Entries from a pointing dataset
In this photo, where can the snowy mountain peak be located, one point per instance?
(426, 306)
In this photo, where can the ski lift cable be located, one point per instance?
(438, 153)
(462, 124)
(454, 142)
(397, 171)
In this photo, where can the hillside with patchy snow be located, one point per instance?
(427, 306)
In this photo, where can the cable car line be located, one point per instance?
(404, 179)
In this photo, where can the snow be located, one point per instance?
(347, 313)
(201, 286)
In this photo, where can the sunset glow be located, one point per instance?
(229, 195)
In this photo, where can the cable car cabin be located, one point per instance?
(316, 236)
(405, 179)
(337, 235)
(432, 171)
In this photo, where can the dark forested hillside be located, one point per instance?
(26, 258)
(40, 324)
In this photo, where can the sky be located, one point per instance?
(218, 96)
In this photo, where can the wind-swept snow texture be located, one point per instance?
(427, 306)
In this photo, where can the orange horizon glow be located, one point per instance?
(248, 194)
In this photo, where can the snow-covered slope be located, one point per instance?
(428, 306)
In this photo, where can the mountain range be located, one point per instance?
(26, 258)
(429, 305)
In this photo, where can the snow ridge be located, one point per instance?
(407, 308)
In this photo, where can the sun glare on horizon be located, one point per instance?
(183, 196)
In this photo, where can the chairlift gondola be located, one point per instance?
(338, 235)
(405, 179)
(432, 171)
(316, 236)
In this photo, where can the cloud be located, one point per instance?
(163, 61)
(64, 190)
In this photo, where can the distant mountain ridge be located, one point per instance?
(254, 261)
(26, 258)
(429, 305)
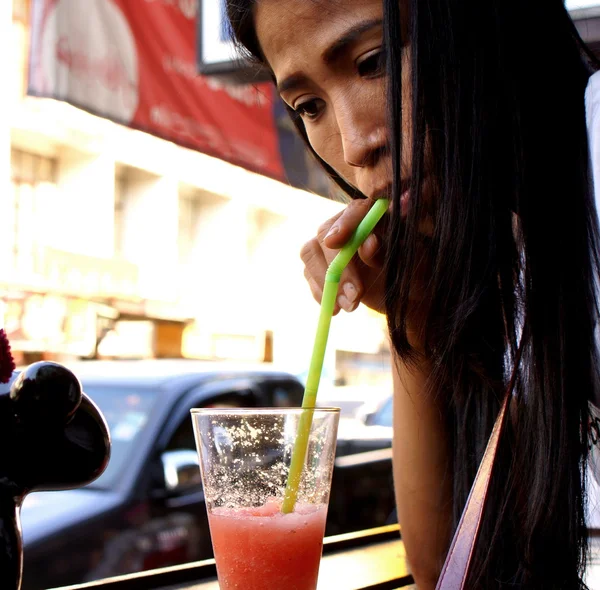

*Exercise instructions*
Copy all of these items word for word, omitting the pictures from your answer.

*Written answer*
In this photo, where can the snowy mountain peak be located, one point per instance?
(426, 306)
In this photo, where can the ski lift cable be located, one point per instance?
(438, 153)
(462, 124)
(454, 142)
(397, 171)
In this photo, where can the hillside with patchy snow be located, one point per instance?
(427, 306)
In this photo, where can the cable car line be located, one point per instance?
(404, 179)
In this photo, where can the snow be located, one point per instance?
(347, 313)
(201, 286)
In this photo, where can the sunset glow be located, one point per instance?
(229, 195)
In this photo, where can the cable car cabin be located, one point per instance?
(316, 236)
(405, 179)
(337, 235)
(432, 171)
In this photo, where can the dark forested hillside be located, one point per instance?
(26, 258)
(40, 324)
In this photo, where can the sky be located, one point per instance?
(218, 96)
In this photo, where can the wind-swept snow texture be located, one point per instance?
(427, 306)
In this photo, where can the orange horizon glow be located, one point per instance?
(248, 194)
In this photo, where can the snow-covered slope be located, one point per instance?
(428, 306)
In this photo, where can the mountain range be located, one point per instance?
(26, 258)
(429, 305)
In this photo, where can the snow ridge be located, one point per instance?
(407, 308)
In this photo, where can the sun glare on horizon be located, one point per instance?
(183, 196)
In this photo, where can the chairlift gondola be located, one point per instance?
(338, 235)
(405, 179)
(432, 171)
(316, 236)
In this photo, where can the cloud be located, one point per instance?
(163, 61)
(64, 190)
In this photo, where can the distant mountain ridge be located, one point per instance?
(254, 261)
(26, 258)
(429, 305)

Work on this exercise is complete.